### Given task:
Show each line of the listing below that contains the string "step", copied word for word.

[Entries drawn from a collection]
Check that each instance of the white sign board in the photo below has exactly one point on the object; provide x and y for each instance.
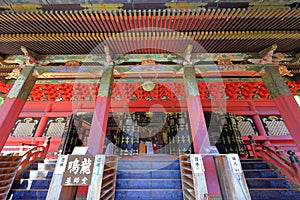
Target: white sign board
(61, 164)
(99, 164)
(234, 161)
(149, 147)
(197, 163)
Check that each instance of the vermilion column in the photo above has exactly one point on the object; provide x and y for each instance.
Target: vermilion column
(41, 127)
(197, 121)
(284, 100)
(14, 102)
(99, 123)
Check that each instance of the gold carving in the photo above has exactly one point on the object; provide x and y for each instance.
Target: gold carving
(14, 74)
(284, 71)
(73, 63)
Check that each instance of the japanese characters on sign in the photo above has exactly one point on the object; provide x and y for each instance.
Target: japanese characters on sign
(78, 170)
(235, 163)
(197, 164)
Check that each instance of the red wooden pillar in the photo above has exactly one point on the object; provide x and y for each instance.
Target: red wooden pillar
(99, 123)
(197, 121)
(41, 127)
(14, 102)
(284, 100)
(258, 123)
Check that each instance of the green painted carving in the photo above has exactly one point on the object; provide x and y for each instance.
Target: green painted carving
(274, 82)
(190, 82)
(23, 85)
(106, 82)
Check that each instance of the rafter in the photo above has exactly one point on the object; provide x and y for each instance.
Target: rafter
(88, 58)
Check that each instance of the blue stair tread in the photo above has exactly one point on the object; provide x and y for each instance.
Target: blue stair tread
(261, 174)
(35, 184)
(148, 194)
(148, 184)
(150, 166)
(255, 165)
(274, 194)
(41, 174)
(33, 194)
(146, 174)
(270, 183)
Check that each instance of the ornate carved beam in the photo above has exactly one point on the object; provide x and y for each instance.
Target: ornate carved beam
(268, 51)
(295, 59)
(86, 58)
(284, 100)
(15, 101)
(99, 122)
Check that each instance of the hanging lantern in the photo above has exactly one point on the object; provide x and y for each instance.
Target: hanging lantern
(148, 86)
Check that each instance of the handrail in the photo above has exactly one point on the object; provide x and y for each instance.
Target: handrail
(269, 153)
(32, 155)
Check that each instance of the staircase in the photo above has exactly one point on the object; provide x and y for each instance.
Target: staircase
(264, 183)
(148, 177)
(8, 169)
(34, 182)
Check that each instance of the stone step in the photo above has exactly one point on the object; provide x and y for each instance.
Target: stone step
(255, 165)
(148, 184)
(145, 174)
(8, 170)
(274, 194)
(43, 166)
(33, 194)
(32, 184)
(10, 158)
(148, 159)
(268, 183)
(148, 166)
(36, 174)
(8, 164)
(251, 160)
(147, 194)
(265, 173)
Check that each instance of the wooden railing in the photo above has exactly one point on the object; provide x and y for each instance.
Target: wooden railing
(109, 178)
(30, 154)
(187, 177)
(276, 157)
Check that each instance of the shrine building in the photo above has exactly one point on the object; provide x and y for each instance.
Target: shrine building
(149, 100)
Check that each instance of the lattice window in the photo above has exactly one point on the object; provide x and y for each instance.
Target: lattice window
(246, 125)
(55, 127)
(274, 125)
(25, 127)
...
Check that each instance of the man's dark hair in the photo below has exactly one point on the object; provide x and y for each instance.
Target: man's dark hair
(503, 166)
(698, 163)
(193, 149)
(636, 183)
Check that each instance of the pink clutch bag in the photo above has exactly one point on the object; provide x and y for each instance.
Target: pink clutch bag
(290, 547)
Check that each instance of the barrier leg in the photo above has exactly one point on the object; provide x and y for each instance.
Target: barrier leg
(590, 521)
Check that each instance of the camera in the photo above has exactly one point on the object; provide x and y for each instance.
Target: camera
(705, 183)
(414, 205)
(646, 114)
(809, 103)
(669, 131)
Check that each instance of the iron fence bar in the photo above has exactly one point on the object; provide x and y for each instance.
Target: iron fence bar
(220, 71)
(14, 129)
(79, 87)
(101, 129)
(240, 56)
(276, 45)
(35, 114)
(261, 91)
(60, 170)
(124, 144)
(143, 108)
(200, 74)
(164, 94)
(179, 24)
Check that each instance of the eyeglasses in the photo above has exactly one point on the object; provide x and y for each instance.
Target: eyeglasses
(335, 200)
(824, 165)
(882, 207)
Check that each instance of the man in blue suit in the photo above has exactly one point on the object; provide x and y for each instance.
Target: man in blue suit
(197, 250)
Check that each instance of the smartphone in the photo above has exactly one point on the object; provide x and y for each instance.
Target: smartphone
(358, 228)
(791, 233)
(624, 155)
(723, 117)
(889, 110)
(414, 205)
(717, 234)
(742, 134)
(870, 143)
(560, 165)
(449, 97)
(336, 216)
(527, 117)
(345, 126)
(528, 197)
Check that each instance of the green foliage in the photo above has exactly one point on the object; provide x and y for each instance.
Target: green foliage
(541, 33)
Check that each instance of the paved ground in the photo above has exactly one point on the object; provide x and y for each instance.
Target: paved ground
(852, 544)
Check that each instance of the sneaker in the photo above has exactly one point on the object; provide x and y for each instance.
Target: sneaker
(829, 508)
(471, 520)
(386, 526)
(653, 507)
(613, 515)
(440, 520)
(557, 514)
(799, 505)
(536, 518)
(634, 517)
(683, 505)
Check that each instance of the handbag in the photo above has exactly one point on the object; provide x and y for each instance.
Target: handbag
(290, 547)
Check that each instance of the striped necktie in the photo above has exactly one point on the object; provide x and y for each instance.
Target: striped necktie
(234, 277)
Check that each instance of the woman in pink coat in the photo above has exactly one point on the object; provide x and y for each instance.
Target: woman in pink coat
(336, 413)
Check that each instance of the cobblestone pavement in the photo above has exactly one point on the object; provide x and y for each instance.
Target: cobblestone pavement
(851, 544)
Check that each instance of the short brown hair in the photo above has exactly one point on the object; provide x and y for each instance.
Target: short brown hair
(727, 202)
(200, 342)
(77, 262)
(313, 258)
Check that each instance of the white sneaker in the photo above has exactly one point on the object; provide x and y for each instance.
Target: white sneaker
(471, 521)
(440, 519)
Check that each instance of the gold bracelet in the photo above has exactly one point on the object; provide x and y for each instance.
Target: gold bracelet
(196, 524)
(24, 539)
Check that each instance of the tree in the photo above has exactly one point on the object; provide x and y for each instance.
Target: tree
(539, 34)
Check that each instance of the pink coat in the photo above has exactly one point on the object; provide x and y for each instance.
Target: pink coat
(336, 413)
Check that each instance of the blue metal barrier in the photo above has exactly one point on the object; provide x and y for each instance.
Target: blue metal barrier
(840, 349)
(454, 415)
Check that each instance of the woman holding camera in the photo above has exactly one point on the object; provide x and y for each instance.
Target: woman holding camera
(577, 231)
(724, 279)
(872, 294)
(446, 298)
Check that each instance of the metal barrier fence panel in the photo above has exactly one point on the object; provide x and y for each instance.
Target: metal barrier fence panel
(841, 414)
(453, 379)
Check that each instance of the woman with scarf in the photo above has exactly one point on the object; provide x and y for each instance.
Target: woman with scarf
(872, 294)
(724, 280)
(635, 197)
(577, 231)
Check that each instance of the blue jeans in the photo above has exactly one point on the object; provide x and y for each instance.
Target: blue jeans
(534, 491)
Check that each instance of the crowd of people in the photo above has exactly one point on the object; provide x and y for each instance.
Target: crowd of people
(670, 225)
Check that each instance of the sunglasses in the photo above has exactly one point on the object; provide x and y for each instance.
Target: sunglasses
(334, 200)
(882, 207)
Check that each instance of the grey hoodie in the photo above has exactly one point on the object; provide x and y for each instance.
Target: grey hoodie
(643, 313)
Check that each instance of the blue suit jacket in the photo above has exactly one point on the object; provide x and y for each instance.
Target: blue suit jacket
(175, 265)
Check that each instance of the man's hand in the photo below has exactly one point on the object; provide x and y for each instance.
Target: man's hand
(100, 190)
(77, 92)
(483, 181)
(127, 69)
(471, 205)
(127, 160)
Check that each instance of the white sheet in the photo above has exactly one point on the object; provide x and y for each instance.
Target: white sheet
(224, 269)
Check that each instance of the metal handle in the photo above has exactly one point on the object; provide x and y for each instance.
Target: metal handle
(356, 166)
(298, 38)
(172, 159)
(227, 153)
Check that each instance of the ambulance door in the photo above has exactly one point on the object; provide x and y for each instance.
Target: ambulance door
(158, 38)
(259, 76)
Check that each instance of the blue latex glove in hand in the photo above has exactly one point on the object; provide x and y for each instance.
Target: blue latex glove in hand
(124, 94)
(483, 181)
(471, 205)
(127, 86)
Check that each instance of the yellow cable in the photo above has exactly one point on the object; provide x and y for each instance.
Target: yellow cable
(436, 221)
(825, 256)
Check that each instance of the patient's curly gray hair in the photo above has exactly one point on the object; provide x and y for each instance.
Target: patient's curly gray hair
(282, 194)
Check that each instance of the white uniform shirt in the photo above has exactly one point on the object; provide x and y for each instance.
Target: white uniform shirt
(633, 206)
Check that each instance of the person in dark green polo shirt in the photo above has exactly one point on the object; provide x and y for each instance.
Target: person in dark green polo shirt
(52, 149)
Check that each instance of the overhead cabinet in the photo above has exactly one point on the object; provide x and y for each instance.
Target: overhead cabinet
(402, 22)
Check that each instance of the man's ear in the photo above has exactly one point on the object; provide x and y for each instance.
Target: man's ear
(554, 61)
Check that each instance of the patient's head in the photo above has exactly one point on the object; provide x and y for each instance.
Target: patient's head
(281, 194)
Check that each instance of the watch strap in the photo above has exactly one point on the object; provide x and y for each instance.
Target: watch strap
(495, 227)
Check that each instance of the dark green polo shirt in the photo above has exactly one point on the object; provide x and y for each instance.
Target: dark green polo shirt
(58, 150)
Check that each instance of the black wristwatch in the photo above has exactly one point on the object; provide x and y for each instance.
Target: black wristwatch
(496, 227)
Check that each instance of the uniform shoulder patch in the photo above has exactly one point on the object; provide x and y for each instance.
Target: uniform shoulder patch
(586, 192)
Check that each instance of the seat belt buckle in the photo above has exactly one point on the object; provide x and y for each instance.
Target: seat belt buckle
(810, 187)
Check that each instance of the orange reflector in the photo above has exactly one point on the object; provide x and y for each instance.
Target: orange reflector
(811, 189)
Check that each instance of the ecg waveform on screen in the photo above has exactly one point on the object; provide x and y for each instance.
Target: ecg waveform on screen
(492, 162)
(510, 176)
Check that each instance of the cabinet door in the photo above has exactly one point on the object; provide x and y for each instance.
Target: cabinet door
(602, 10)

### Output for this exercise:
Check that each instance of the stone step in the photo above has exactly one point on the object; provide x and y for each instance.
Target: stone step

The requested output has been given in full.